── Provided entries ──

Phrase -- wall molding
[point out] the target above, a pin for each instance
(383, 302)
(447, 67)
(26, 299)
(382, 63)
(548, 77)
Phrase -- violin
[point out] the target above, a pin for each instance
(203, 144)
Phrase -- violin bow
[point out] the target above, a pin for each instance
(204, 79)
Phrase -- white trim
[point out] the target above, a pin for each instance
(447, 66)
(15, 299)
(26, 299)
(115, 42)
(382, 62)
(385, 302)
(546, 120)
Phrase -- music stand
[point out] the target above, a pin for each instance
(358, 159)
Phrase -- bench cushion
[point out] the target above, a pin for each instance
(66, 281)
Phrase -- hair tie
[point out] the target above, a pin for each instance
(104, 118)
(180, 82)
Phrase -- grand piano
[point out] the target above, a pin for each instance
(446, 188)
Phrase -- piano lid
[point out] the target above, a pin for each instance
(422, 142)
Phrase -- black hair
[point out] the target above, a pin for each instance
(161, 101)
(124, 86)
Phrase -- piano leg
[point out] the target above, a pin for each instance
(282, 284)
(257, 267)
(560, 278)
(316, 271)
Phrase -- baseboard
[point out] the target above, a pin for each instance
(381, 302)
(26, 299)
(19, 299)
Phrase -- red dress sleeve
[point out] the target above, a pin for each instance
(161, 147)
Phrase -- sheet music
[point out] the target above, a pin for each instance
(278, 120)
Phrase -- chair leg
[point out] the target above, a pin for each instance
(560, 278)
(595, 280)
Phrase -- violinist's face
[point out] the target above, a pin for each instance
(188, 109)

───

> What to do: Among the entries above, how many lines hold the string "piano"? Answer with the bare number.

> Output for this task: 3